Records drawn from a dataset:
--------------------

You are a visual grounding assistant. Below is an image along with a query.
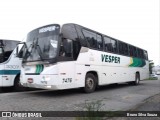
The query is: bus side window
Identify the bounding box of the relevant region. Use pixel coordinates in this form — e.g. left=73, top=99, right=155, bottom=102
left=129, top=45, right=136, bottom=57
left=0, top=47, right=4, bottom=63
left=104, top=37, right=111, bottom=52
left=82, top=29, right=97, bottom=49
left=60, top=38, right=73, bottom=58
left=4, top=51, right=12, bottom=61
left=110, top=39, right=117, bottom=53
left=144, top=50, right=148, bottom=60
left=119, top=42, right=128, bottom=55
left=97, top=34, right=103, bottom=50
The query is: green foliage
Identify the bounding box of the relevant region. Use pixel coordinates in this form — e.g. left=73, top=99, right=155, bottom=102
left=75, top=100, right=105, bottom=120
left=148, top=77, right=158, bottom=80
left=149, top=60, right=154, bottom=74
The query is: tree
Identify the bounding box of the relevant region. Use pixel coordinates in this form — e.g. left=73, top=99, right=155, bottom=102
left=149, top=60, right=154, bottom=74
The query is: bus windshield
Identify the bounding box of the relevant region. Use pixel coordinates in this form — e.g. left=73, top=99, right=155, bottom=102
left=23, top=24, right=60, bottom=62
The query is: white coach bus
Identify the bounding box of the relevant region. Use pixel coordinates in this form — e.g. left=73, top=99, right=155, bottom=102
left=18, top=23, right=149, bottom=93
left=0, top=39, right=22, bottom=91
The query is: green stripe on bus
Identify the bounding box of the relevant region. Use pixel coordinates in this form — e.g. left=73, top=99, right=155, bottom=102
left=35, top=64, right=44, bottom=74
left=0, top=70, right=20, bottom=75
left=129, top=58, right=146, bottom=67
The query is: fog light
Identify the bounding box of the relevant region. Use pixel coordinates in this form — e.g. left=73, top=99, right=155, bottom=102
left=45, top=85, right=51, bottom=88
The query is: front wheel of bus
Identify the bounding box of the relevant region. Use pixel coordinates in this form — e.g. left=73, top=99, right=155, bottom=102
left=14, top=75, right=25, bottom=91
left=84, top=73, right=97, bottom=93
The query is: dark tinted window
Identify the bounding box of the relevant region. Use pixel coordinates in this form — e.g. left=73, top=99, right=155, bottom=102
left=0, top=47, right=4, bottom=63
left=132, top=46, right=137, bottom=57
left=137, top=48, right=144, bottom=59
left=61, top=24, right=78, bottom=40
left=143, top=50, right=148, bottom=60
left=104, top=37, right=111, bottom=51
left=129, top=45, right=134, bottom=56
left=97, top=34, right=103, bottom=50
left=111, top=39, right=117, bottom=52
left=104, top=37, right=117, bottom=53
left=4, top=41, right=19, bottom=52
left=129, top=45, right=137, bottom=57
left=74, top=25, right=88, bottom=47
left=0, top=40, right=19, bottom=62
left=59, top=39, right=73, bottom=58
left=82, top=29, right=103, bottom=50
left=119, top=42, right=128, bottom=55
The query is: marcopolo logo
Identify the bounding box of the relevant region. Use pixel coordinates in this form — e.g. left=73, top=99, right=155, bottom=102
left=101, top=54, right=120, bottom=63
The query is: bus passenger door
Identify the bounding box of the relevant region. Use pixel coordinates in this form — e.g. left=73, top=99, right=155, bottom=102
left=58, top=39, right=76, bottom=88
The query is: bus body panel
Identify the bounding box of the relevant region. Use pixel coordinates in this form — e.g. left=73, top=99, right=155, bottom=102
left=21, top=45, right=149, bottom=90
left=76, top=49, right=149, bottom=85
left=0, top=47, right=21, bottom=87
left=0, top=63, right=4, bottom=86
left=21, top=62, right=84, bottom=89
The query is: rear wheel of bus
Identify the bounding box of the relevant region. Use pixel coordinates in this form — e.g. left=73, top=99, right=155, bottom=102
left=128, top=73, right=140, bottom=85
left=84, top=73, right=97, bottom=93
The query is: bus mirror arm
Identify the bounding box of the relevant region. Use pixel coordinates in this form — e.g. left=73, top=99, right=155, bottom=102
left=16, top=46, right=19, bottom=57
left=16, top=42, right=25, bottom=57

--------------------

**WHAT TO PRODUCE:**
Your task is to list each line of the records with the word "window".

**TASK SOLUTION:**
The query is: bus side window
The query is: dark tinted window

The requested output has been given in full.